(Given data)

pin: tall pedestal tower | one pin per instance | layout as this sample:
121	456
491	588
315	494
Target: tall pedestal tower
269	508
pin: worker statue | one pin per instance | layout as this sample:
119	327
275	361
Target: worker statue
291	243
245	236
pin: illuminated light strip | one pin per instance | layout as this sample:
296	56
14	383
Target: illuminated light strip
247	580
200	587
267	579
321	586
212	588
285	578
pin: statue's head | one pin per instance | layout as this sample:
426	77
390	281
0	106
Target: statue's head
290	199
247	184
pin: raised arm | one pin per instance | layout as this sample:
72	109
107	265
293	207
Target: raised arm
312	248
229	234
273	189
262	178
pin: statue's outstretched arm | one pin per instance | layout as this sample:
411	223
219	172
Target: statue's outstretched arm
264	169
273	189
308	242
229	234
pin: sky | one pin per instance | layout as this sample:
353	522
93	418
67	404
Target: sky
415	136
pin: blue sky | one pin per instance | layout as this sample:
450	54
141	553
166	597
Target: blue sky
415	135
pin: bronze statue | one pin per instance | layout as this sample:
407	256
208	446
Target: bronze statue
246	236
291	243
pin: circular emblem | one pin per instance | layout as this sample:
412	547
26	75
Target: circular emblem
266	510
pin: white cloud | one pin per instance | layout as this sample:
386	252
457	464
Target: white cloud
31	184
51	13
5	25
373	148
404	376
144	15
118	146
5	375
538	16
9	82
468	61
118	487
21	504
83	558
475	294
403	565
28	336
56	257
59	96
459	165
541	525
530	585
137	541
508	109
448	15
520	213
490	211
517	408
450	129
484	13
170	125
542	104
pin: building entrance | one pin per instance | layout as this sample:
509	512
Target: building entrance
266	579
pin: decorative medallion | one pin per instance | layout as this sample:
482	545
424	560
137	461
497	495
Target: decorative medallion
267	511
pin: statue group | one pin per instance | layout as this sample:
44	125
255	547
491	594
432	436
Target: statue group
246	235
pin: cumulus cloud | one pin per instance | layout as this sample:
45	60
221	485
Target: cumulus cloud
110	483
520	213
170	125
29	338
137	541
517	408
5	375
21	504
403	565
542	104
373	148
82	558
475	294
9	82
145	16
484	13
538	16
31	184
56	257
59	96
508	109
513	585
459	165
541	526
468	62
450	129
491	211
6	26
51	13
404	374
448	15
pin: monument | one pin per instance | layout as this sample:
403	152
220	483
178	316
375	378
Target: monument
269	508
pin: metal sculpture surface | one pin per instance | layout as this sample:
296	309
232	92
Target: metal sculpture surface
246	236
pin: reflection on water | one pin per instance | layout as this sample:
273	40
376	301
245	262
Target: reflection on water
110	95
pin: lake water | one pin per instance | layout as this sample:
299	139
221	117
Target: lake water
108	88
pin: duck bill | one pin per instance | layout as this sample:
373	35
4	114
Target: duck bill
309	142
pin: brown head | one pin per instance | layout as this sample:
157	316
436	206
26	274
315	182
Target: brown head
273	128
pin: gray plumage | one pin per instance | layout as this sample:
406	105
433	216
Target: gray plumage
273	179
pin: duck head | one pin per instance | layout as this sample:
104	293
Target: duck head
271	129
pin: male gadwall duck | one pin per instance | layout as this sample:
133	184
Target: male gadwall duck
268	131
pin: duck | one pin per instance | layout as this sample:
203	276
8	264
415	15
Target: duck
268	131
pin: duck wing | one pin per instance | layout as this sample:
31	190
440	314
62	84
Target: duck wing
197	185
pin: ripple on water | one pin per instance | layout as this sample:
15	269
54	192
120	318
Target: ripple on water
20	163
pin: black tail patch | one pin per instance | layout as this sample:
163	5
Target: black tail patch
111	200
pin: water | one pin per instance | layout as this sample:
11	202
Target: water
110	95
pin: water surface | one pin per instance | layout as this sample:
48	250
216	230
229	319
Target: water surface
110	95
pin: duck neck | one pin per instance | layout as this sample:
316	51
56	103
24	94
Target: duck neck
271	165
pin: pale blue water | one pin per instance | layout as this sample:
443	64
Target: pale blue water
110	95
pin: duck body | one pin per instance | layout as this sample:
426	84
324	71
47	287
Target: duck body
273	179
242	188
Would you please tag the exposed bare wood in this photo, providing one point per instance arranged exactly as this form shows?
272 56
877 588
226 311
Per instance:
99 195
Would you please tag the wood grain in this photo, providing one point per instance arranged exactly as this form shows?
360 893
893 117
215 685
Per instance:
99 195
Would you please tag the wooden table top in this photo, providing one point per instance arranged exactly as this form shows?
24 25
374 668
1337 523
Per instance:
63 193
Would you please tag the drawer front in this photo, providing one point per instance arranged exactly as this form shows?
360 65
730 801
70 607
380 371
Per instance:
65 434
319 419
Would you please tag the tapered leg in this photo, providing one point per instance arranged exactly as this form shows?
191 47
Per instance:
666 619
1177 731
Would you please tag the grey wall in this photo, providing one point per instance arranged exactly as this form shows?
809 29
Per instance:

(End Given data)

Aim of the task: Repeat the data above, word for word.

Exercise answer:
pin: tall pedestal tower | one pin per instance | layout as this sample:
121	456
491	588
315	494
Target: tall pedestal tower
269	508
pin: worker statue | one pin per instance | layout as this sample:
119	327
275	361
Target: worker statue
291	243
245	236
pin: illuminated light strip | one pin per instance | layout as this sample:
296	56
14	383
Target: illuminated light strip
247	580
200	587
267	579
321	586
212	588
285	578
pin: statue's head | one pin per instance | layout as this sample:
426	77
390	281
0	106
Target: statue's head
290	199
247	184
pin: raised arm | one pin per instance | layout as this sample:
72	109
107	265
293	207
Target: raised arm
312	248
229	234
273	189
262	178
pin: statue's outstretched arm | one pin per instance | layout as this sample:
411	223
219	172
Target: statue's outstretched arm
264	169
273	189
308	242
229	234
pin: sky | one pin per instance | layout as this sample:
353	522
93	418
67	404
Target: sky
415	136
pin: blue sky | one pin per instance | layout as this sample:
450	54
141	553
166	597
Target: blue sky
415	135
pin: bronze statue | one pin per instance | layout as this sample:
407	256
208	446
Target: bronze statue
246	236
291	243
pin: circular emblem | one pin per instance | layout as this sample:
412	547
26	75
Target: circular emblem
266	510
pin: white cloud | one pin per instance | layout as this sample:
386	252
457	464
Target: white cloud
31	184
51	13
5	25
373	148
404	376
144	15
118	146
5	375
538	16
9	82
468	61
118	487
21	504
83	558
475	294
403	565
28	336
56	257
59	96
459	165
541	525
530	585
137	541
508	109
448	15
520	213
490	211
517	408
450	129
484	13
170	125
542	104
pin: building entrance | one pin per instance | layout as this sample:
509	512
Target: building entrance
266	579
pin: decorative medallion | one pin per instance | layout as this sample:
482	545
424	560
137	461
497	495
Target: decorative medallion
267	511
pin: statue group | one pin per instance | layout as this sample:
44	125
255	547
491	594
432	436
Target: statue group
246	235
pin: cumulus cloud | one pin per instance | layout as this sample:
45	60
221	485
Target: cumulus cloud
110	483
520	213
170	125
29	338
137	541
517	408
5	375
21	504
403	565
542	104
373	148
82	558
475	294
9	82
145	16
484	13
538	16
31	184
56	257
59	96
508	109
513	585
459	165
541	526
468	62
450	129
491	211
6	26
51	13
404	374
448	15
pin: monument | one pin per instance | layout as this sample:
403	152
220	483
178	316
375	378
Target: monument
269	508
pin: metal sculpture surface | one pin per instance | layout as this sample:
296	309
232	92
Target: metal sculpture surface
246	236
pin: reflection on water | one pin per instance | layout as this sample:
273	40
376	301
245	262
Target: reflection on water
110	95
pin: lake water | one pin per instance | layout as this sample:
299	139
221	117
Target: lake water
108	88
pin: duck bill | one pin per instance | layout as this sample:
373	35
4	114
Target: duck bill
309	142
pin: brown head | one pin per instance | layout as this sample:
157	316
436	206
26	274
315	182
Target: brown head
273	128
pin: gray plumage | one pin per instance | layout as this sample:
406	105
433	216
Target: gray plumage
273	179
pin: duck head | one pin per instance | layout as this sample:
104	293
Target: duck head
271	129
pin: male gadwall duck | one pin per instance | layout as this sample:
133	184
Target: male gadwall duck
268	131
pin: duck | one pin per instance | layout as this sample:
203	276
8	264
415	15
Target: duck
268	131
pin: duck wing | one pin per instance | layout as this sample:
31	190
440	314
62	84
Target: duck wing
197	185
pin: ripple on water | one pin per instance | layout as this sample:
15	269
54	192
120	318
Target: ripple on water
20	163
pin: black tail patch | one pin per instance | layout as this sample:
163	5
Target: black tail patch
111	200
pin: water | one pin per instance | layout as this sample:
11	202
Target: water
110	95
pin: water surface | one pin per instance | layout as this sample:
48	250
216	230
229	319
Target: water surface
110	95
pin: duck neck | one pin per instance | layout as this sample:
316	51
56	103
24	94
Target: duck neck
271	165
pin: pale blue water | one pin per instance | layout as this sample:
443	64
Target: pale blue water
110	95
pin: duck body | one pin per instance | layout as this sample:
426	84
324	71
47	287
Target: duck body
273	179
242	188
Would you please tag the exposed bare wood in this photo, providing one point per instance arranged exactly as this form shows?
272 56
877 588
226 311
Per instance:
99 195
Would you please tag the wood grain in this photo, providing one point per instance arranged exactly as this form shows?
360 893
893 117
215 685
Per instance:
99 195
Would you please tag the wooden table top in this photo, providing one point per instance arranged exactly as this form shows?
24 25
374 668
1337 523
Per instance:
63 193
Would you please tag the drawer front in this photo, providing one point per instance arranged exactly as this form shows?
360 65
730 801
70 607
380 371
Per instance:
65 434
319 419
Would you please tag the tapered leg in this photo, providing one point per instance arranged exactly as this form shows?
191 47
Per instance:
666 619
1177 731
Would you please tag the grey wall in this photo, providing one point per instance arranged exactly as this form shows?
809 29
Per instance:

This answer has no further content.